▶ DOCUMENT SEGMENT
In my latest post I talked about all of the “ah-ha” moments that happen during internship. It’s these moments that make you excited and eager to learn more.

Something that I am excited to learn about as I prepare for my clients is creating purposeful interventions. According to Dr. Thaut, sometimes we plan sessions based off of music activities or we address goals very broadly. Sometimes, I would plan sessions and say, “This intervention works on articulation, breathing, and attention.” Yet, how will I accomplish a lot if I am trying to work on everything at once? If I am using ONE goal to drive the intervention, more gains will be made.

I’m learning to break down each goal to create specific and meaningful interventions. Dr. Thaut’s Transformational Design Model (TDM) has been extremely helpful when doing this. Throughout my internship I have been assigned to fill out the TDM for different clients. I also like to go through the steps when planning a session on my own. The more I go through these steps, the faster I get at thinking through it. Thinking about your approach as you would if you were a PT, OT, SLP, or vocal coach is very helpful. It helps give that intervention a specific meaning. What would they do? How can you put music to that?

An important step of this process is generalization. I always have to think about the generalization piece. For kids, this step always makes you think about how you can involve the parents and even other therapists.

Soon, I will be able to think through the TDM very quickly. We are musicians! Think of practicing these steps like practicing your instrument! It’s hard work, but soon it will become second nature!

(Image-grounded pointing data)
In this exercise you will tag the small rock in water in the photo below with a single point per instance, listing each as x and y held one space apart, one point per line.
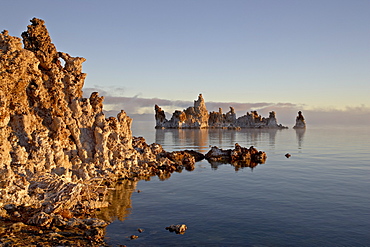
179 229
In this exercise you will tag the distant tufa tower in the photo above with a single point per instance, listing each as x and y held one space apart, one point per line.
300 123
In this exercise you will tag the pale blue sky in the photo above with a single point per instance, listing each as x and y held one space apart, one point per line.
311 53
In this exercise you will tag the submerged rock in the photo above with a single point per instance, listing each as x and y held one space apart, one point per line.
239 156
198 117
179 229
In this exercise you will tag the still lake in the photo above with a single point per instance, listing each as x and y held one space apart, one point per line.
320 196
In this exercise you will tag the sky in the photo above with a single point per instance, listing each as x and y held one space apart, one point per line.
254 55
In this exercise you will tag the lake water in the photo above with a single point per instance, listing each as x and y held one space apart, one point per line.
320 196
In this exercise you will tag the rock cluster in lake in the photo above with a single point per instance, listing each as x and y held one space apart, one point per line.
300 122
59 153
197 117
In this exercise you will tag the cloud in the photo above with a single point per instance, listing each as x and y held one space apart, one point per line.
143 109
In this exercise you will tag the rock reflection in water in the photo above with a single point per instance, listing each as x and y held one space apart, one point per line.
119 200
300 135
183 138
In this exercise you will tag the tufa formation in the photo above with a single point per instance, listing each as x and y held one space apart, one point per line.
197 117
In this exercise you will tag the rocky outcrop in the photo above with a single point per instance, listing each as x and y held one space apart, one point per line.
300 122
195 117
238 156
191 118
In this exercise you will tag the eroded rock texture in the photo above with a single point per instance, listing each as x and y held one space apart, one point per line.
198 117
300 122
57 149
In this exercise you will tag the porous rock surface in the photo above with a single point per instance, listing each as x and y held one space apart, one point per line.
57 149
198 117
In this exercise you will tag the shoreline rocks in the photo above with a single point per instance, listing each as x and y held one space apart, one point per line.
197 117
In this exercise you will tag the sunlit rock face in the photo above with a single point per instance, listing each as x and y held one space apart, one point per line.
197 117
300 122
46 126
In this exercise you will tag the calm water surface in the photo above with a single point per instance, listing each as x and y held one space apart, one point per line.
320 196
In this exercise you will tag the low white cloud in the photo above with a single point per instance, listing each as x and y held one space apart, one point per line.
143 109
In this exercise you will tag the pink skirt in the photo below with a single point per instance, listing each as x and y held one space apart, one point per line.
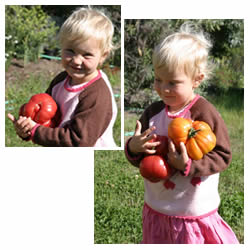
163 229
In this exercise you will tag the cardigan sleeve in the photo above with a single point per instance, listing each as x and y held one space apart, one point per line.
91 118
220 157
144 119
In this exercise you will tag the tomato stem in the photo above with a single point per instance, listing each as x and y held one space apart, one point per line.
192 132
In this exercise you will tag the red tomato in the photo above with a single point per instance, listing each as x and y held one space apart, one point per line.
154 168
41 108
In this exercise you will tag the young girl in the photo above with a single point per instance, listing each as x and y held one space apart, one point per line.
82 92
183 209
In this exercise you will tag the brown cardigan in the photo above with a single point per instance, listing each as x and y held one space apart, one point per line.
202 110
91 118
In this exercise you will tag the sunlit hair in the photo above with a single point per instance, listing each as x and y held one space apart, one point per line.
186 50
86 23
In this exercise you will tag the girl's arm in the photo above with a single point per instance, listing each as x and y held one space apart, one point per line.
91 118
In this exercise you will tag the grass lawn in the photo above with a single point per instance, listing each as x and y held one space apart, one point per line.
119 187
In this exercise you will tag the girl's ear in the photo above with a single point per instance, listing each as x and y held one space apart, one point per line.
198 79
103 57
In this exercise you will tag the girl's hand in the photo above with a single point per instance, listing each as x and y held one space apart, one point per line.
23 125
175 159
139 143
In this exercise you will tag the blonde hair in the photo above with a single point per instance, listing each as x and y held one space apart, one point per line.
86 23
185 50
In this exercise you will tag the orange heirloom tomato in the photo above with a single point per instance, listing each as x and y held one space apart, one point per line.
197 136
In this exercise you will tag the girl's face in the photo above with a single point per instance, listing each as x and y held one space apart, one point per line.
81 59
175 89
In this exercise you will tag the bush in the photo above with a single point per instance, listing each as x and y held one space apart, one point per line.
27 29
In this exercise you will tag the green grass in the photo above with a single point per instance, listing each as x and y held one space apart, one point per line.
19 92
119 187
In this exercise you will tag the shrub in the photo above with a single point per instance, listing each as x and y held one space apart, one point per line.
27 30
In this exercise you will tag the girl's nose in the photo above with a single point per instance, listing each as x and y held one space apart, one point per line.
165 88
77 59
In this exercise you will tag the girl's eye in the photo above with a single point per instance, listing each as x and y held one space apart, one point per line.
88 55
69 51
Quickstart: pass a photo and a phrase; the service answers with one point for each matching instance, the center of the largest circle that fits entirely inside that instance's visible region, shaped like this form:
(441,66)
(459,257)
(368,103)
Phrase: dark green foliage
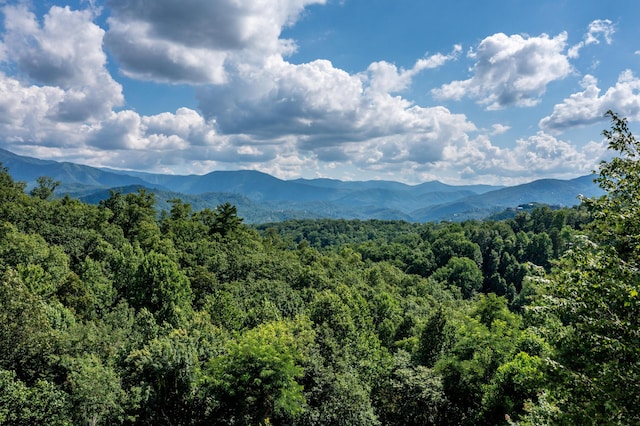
(115,314)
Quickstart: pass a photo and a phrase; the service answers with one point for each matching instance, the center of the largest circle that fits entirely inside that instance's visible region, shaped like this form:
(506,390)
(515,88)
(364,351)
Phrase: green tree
(594,294)
(46,187)
(256,377)
(462,273)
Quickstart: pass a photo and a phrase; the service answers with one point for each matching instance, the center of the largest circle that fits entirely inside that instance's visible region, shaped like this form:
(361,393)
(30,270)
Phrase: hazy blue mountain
(27,169)
(263,198)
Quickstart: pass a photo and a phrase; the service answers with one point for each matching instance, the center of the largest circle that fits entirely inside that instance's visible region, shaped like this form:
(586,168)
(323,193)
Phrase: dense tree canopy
(120,314)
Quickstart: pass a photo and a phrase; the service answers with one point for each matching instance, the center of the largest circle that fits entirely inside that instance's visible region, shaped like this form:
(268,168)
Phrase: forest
(119,314)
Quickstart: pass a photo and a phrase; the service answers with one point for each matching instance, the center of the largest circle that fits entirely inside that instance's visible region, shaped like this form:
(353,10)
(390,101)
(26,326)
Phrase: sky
(461,91)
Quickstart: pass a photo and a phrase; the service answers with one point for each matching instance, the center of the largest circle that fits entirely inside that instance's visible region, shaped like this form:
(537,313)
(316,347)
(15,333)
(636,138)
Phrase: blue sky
(496,92)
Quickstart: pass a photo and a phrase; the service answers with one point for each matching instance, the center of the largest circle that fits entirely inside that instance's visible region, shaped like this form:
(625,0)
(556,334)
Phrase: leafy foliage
(113,314)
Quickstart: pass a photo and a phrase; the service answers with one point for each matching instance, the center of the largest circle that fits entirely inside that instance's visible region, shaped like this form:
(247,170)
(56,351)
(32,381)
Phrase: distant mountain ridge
(261,197)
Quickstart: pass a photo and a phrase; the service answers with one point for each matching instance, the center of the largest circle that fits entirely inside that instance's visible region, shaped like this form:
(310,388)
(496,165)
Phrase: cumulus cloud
(64,53)
(329,110)
(511,70)
(539,155)
(385,77)
(191,41)
(587,107)
(598,28)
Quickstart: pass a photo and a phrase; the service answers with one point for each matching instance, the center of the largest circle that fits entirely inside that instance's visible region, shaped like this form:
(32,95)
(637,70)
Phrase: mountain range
(262,198)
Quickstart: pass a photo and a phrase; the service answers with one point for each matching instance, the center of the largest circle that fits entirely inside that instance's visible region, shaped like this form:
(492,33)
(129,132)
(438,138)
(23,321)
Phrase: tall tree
(594,292)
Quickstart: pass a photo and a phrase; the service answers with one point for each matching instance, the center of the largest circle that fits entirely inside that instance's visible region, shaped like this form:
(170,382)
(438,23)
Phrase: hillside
(263,198)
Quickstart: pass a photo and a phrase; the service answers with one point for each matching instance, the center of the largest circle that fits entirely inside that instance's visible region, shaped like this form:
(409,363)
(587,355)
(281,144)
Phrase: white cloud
(191,41)
(597,28)
(385,77)
(65,53)
(587,107)
(540,155)
(511,70)
(499,129)
(332,114)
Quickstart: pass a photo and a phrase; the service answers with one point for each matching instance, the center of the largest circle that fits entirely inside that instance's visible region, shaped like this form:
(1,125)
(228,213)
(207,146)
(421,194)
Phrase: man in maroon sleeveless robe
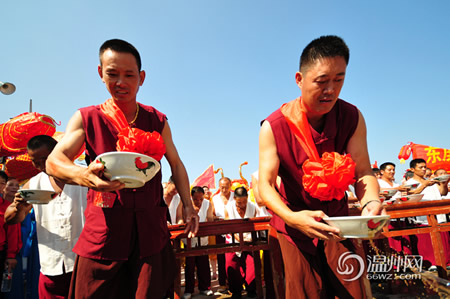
(124,249)
(311,248)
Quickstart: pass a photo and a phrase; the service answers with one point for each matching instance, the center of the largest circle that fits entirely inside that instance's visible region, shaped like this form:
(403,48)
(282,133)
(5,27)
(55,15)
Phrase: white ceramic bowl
(409,198)
(132,169)
(34,196)
(389,202)
(388,192)
(412,186)
(358,226)
(442,178)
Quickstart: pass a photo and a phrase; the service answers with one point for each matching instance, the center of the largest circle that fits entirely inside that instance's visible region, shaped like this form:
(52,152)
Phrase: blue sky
(217,68)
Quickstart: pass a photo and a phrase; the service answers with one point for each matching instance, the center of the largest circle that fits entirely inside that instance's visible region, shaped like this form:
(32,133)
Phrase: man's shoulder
(152,110)
(71,190)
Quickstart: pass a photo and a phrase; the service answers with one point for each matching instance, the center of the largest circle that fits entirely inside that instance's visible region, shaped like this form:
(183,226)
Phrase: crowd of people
(98,239)
(418,179)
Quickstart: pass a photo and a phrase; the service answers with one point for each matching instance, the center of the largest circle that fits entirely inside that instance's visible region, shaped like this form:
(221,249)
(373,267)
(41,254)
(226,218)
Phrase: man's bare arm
(18,209)
(304,221)
(60,161)
(181,181)
(366,187)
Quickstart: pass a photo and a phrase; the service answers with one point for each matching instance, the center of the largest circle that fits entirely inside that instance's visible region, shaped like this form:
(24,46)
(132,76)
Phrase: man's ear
(299,79)
(100,72)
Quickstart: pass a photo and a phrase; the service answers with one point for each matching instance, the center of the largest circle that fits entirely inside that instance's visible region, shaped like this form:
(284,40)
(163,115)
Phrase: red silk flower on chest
(329,177)
(139,141)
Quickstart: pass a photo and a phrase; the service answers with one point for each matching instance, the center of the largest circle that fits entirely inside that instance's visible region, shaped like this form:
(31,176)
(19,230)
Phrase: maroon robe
(107,232)
(340,125)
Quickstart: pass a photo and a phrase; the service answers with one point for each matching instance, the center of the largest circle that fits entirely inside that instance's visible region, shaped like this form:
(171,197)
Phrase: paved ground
(397,289)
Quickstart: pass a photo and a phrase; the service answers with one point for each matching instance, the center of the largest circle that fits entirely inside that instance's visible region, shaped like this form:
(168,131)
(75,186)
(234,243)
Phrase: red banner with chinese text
(435,157)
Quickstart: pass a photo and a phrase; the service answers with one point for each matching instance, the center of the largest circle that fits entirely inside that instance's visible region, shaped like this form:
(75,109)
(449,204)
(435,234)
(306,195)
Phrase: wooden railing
(255,226)
(421,208)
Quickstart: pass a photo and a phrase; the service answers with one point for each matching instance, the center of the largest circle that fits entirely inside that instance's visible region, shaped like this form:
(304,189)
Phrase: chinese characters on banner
(435,157)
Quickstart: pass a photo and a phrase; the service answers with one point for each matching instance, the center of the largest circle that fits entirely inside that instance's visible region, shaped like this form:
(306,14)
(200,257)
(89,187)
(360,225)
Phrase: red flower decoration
(373,225)
(329,178)
(139,141)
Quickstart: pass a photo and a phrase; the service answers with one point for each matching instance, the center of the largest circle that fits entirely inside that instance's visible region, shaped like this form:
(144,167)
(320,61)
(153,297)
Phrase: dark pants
(203,273)
(240,270)
(137,277)
(54,287)
(221,262)
(316,275)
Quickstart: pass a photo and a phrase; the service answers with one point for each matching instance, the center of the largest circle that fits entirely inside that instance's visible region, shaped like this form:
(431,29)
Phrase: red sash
(327,177)
(133,139)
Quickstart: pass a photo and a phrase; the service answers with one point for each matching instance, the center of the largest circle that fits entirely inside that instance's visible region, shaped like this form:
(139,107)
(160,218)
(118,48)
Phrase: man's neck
(388,180)
(418,178)
(56,184)
(128,108)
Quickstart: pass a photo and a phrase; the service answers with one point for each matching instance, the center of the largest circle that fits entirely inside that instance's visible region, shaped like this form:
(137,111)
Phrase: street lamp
(7,88)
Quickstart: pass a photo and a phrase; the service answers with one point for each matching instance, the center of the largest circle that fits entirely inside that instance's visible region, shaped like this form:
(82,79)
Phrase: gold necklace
(135,116)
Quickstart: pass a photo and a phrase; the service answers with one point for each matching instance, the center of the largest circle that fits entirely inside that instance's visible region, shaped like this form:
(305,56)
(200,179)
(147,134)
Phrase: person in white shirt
(440,172)
(400,243)
(387,180)
(205,213)
(58,223)
(432,190)
(240,265)
(172,200)
(219,202)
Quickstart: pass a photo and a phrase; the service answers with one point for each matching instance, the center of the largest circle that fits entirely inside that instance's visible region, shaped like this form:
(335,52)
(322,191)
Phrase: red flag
(206,178)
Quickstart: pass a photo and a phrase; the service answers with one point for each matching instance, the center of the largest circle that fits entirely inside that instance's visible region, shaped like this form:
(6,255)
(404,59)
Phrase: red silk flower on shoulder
(139,141)
(330,177)
(327,177)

▶ EXERCISE 1
Please extract the passage of the internship post from "Soon, I will" up to and including "become second nature!".
▶ EXERCISE 2
Answer these questions using the internship post above:
(a) What does the abbreviation TDM stand for?
(b) Which four kinds of professionals does the writer suggest thinking like when planning an intervention?
(c) For kids, whom does the generalization step make you think about involving?

▶ EXERCISE OUTPUT 1
Soon, I will be able to think through the TDM very quickly. We are musicians! Think of practicing these steps like practicing your instrument! It’s hard work, but soon it will become second nature!

▶ EXERCISE OUTPUT 2
(a) Transformational Design Model
(b) A PT, OT, SLP, or vocal coach
(c) The parents and even other therapists